Copy the entries from the line with "TARGET = gray patterned leggings" up to and including the line with "x=284, y=150", replacing "mitten" with "glove" and leaving everything else the same.

═════ Exercise material

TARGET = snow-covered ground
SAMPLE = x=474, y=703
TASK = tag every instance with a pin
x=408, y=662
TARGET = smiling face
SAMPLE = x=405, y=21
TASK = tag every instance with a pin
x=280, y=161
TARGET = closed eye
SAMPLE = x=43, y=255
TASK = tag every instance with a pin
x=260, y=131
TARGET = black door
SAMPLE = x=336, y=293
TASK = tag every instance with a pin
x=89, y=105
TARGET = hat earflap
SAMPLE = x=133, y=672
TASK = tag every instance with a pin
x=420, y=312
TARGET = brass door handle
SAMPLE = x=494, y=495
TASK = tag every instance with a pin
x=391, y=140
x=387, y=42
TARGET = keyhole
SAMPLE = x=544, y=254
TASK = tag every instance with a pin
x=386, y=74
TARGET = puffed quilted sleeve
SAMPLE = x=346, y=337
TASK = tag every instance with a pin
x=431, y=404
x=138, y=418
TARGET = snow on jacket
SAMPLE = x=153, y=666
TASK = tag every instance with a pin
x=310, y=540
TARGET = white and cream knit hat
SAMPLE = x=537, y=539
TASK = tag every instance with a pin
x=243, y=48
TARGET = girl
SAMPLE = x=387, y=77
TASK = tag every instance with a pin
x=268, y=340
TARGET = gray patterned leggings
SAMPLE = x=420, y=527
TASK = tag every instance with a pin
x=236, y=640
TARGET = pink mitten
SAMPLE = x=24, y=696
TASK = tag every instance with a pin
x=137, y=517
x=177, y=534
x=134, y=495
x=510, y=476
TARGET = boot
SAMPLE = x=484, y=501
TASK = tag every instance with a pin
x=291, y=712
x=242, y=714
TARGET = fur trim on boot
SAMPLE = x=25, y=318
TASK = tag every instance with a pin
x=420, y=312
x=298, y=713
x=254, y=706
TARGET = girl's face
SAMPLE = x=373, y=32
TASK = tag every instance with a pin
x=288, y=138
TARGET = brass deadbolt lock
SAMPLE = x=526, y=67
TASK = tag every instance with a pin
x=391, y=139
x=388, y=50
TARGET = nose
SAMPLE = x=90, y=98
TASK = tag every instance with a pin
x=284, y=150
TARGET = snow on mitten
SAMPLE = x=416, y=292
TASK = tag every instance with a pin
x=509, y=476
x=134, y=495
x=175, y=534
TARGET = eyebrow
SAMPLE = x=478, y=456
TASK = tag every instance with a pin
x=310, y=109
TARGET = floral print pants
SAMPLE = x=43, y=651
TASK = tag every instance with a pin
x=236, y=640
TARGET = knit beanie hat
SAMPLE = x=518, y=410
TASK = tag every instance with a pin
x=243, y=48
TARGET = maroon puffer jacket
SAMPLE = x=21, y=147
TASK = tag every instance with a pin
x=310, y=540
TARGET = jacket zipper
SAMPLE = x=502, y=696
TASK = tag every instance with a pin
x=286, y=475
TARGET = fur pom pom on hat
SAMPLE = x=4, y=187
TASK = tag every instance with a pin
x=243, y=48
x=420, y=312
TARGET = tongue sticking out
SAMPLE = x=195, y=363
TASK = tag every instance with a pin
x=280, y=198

══════════
═════ Exercise material

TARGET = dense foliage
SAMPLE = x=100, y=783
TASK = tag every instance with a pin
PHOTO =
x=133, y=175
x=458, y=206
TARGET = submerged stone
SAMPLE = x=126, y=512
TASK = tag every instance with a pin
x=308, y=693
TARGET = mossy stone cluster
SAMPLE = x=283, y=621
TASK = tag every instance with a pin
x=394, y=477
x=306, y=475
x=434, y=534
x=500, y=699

══════════

### Answer to the exercise
TARGET = gray patterned leggings
SAMPLE = x=420, y=527
TASK = tag every instance with a pin
x=236, y=640
TARGET = pink glove
SAMPLE = x=24, y=696
TASK = tag every instance with a pin
x=137, y=517
x=177, y=534
x=134, y=495
x=510, y=476
TARGET = boot
SAMPLE = x=484, y=501
TASK = tag every instance with a pin
x=291, y=712
x=242, y=714
TARGET = fur trim on boot
SAMPLE = x=25, y=318
TASK = tag every instance with a pin
x=420, y=312
x=298, y=713
x=254, y=706
TARGET = girl's face
SAMPLE = x=373, y=32
TASK = tag every instance with a pin
x=288, y=138
TARGET = brass deadbolt lock
SAMPLE = x=526, y=67
TASK = tag every instance with a pin
x=391, y=139
x=388, y=50
TARGET = nose
SAMPLE = x=90, y=98
TASK = tag every instance with a pin
x=284, y=150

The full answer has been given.